▶ _OBJECTIVES_
#1 From the event announcement, output the passage from "Tuesday, September 30, 4:00pm" to "Department of Comparative Literature." with no changes.
#2 In the event announcement, what building and room are listed for the lecture?

▶ _EXCERPT PROVIDED_

>>>>>

Event: Ilana Pardes discusses her new book at Stanford, Sep 30, 2014

Agnon’s Moonstruck Lovers: The Song of Songs in Israeli Culture

Agnons-Moonstruck-Lovers
Lecture and conversation with Ilana Pardes,
Professor of Comparative Literature at the Hebrew University of Jerusalem.
Tuesday, September 30, 4:00pm  
Building 260, Room 252 

Stanford University


In adopting the Song of Songs, Zionist interpreters sought to return to the erotic, pastoral landscapes of biblical times. Their quest for a new, uplifting, secular literalism, however, could not efface the haunting impact of allegorical configurations of love. 
 
“This new study confirms Ilana Pardes as one of the most deeply interesting scholars in the field of comparative literature.”
-Robert Alter, University of California, Berkeley
Presented by the Taube Center for Jewish Studies in collaboration with Hebrew@Stanford and the Department of Comparative Literature.

<<<<<

▶ _RECORD SET_
>>>>>

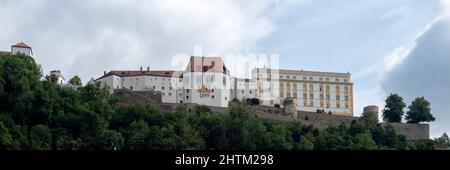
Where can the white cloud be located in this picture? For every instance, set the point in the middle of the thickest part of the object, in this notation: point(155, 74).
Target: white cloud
point(421, 69)
point(89, 37)
point(404, 10)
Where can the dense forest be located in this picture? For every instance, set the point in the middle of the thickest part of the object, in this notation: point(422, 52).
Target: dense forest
point(38, 114)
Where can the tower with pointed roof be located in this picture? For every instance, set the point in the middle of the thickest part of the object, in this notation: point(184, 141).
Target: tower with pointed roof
point(21, 48)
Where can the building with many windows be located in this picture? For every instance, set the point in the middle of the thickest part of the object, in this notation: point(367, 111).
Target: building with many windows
point(207, 81)
point(324, 91)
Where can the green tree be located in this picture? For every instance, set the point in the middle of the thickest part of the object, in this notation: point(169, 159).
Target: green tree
point(75, 80)
point(40, 137)
point(442, 142)
point(5, 137)
point(393, 111)
point(419, 111)
point(364, 141)
point(305, 144)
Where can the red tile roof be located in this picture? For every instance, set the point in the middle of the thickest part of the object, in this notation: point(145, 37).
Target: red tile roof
point(207, 64)
point(143, 73)
point(21, 45)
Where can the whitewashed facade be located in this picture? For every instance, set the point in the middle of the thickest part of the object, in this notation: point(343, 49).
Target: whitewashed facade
point(207, 81)
point(330, 92)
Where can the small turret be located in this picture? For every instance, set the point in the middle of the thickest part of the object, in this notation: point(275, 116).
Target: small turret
point(21, 48)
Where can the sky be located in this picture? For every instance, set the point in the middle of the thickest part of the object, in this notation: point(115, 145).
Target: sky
point(389, 46)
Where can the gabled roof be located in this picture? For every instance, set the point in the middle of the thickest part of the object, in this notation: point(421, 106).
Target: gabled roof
point(21, 45)
point(207, 64)
point(4, 52)
point(161, 73)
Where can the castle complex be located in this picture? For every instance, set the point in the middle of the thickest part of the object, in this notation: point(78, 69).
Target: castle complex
point(207, 81)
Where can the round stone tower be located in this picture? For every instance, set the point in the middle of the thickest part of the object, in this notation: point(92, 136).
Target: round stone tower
point(290, 106)
point(371, 111)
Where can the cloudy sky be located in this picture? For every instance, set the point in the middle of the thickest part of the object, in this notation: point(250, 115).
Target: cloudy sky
point(400, 46)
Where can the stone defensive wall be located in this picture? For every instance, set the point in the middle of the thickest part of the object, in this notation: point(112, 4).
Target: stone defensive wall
point(318, 120)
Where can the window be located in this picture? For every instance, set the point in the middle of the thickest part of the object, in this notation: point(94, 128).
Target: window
point(198, 79)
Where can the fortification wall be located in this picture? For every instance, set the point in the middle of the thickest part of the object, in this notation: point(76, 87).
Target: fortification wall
point(412, 131)
point(318, 120)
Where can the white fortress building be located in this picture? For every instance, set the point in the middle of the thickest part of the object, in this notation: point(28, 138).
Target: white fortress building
point(207, 81)
point(20, 47)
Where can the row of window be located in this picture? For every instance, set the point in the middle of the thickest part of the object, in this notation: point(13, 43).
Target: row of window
point(322, 105)
point(312, 79)
point(311, 96)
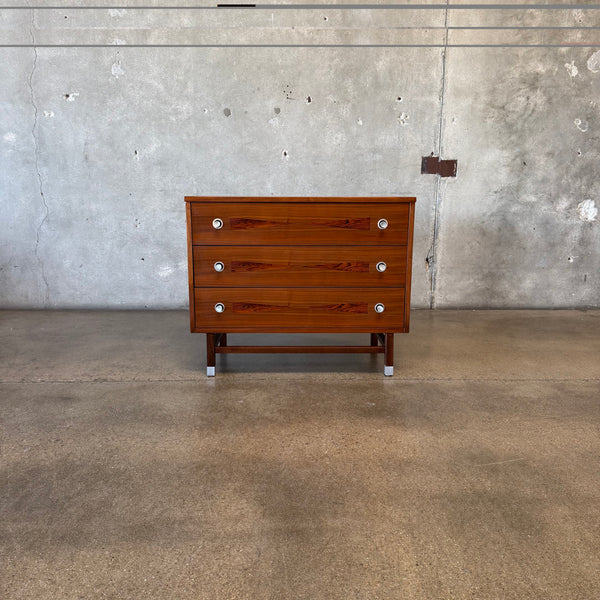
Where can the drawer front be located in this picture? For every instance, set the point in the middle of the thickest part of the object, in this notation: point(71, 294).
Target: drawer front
point(295, 310)
point(299, 224)
point(299, 266)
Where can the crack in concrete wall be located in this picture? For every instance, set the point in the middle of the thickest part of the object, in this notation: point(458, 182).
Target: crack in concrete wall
point(431, 259)
point(37, 161)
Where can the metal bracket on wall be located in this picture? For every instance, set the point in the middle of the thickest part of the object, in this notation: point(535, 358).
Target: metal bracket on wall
point(432, 165)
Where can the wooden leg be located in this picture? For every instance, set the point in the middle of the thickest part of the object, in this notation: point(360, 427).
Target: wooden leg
point(210, 354)
point(389, 355)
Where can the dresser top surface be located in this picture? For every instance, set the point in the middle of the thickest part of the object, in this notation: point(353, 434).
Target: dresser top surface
point(304, 199)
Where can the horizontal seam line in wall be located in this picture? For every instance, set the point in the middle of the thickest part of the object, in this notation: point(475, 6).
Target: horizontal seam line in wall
point(582, 45)
point(327, 7)
point(396, 378)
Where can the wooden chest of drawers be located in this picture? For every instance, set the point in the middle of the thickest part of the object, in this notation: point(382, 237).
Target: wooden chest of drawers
point(291, 265)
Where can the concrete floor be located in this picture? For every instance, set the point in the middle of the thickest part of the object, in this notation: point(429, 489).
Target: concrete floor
point(473, 473)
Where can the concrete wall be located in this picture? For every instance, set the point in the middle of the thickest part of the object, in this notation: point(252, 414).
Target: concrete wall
point(98, 145)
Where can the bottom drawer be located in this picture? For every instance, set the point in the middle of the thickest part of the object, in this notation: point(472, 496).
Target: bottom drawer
point(297, 310)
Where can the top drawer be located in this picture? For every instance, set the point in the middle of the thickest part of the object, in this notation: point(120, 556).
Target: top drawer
point(299, 224)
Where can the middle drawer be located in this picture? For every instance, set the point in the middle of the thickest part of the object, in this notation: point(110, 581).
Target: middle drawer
point(299, 266)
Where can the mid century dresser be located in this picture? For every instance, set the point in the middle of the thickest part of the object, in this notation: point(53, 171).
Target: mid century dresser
point(299, 265)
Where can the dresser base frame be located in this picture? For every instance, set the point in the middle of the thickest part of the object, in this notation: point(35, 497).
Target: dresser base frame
point(381, 343)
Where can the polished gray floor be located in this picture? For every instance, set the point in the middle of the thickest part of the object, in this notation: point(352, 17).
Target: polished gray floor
point(473, 473)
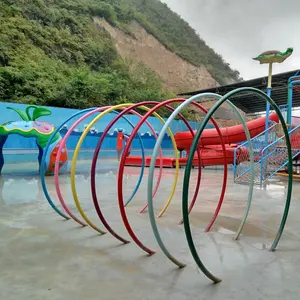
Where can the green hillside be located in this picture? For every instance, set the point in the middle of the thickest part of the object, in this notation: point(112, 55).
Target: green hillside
point(51, 52)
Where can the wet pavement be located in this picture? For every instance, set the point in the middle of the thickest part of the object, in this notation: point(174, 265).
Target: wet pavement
point(46, 257)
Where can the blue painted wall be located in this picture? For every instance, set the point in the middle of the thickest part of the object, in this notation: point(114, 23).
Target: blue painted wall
point(59, 115)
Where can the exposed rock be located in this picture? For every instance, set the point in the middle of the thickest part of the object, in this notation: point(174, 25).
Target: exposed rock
point(177, 74)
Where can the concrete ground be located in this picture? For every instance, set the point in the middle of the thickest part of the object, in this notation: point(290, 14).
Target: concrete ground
point(45, 257)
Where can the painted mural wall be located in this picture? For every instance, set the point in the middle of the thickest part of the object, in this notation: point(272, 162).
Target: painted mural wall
point(59, 115)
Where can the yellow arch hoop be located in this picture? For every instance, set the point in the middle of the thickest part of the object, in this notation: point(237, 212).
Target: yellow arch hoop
point(78, 147)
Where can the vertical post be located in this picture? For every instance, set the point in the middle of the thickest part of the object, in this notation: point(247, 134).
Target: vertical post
point(269, 90)
point(290, 103)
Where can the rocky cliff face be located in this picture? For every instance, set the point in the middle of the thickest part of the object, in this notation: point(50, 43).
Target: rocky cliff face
point(177, 74)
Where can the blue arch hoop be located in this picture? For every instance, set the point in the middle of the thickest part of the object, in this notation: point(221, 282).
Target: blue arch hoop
point(43, 160)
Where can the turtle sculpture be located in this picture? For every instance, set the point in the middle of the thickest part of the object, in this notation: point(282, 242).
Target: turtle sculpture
point(273, 56)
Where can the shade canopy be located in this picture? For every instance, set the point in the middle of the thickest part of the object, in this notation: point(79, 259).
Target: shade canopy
point(250, 103)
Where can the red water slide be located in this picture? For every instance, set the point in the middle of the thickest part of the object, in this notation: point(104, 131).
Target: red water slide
point(209, 144)
point(231, 135)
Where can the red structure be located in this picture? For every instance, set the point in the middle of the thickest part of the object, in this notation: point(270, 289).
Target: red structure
point(210, 145)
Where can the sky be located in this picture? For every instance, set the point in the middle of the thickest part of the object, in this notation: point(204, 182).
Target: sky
point(242, 29)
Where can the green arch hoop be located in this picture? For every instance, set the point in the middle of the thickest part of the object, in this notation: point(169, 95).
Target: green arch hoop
point(192, 152)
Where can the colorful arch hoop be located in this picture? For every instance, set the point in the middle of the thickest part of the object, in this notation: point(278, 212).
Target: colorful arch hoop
point(121, 204)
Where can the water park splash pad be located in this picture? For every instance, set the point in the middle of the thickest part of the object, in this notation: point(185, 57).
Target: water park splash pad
point(194, 141)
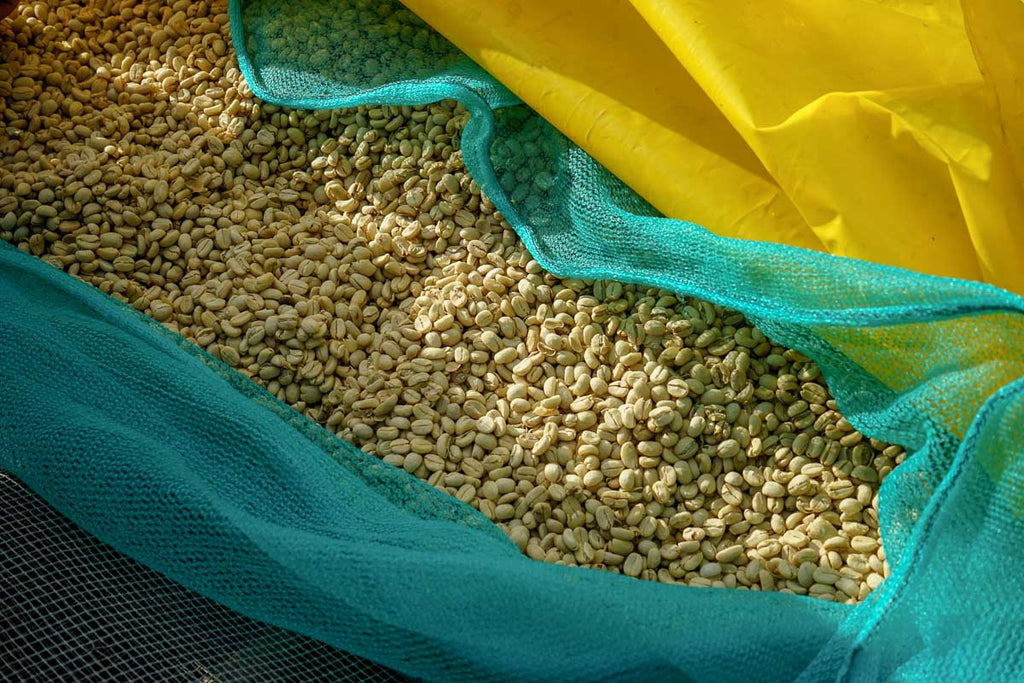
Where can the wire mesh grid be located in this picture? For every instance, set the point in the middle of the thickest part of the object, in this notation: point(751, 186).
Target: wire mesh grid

<<<<<

▶ _TASK SOLUTIONS_
#1
Tuesday, September 30, 4:00pm  
Building 260, Room 252 

Stanford University


In adopting the Song of Songs, Zionist interpreters sought to return to the erotic, pastoral landscapes of biblical times. Their quest for a new, uplifting, secular literalism, however, could not efface the haunting impact of allegorical configurations of love. 
 
“This new study confirms Ilana Pardes as one of the most deeply interesting scholars in the field of comparative literature.”
-Robert Alter, University of California, Berkeley
Presented by the Taube Center for Jewish Studies in collaboration with Hebrew@Stanford and the Department of Comparative Literature.

#2 Building 260, Room 252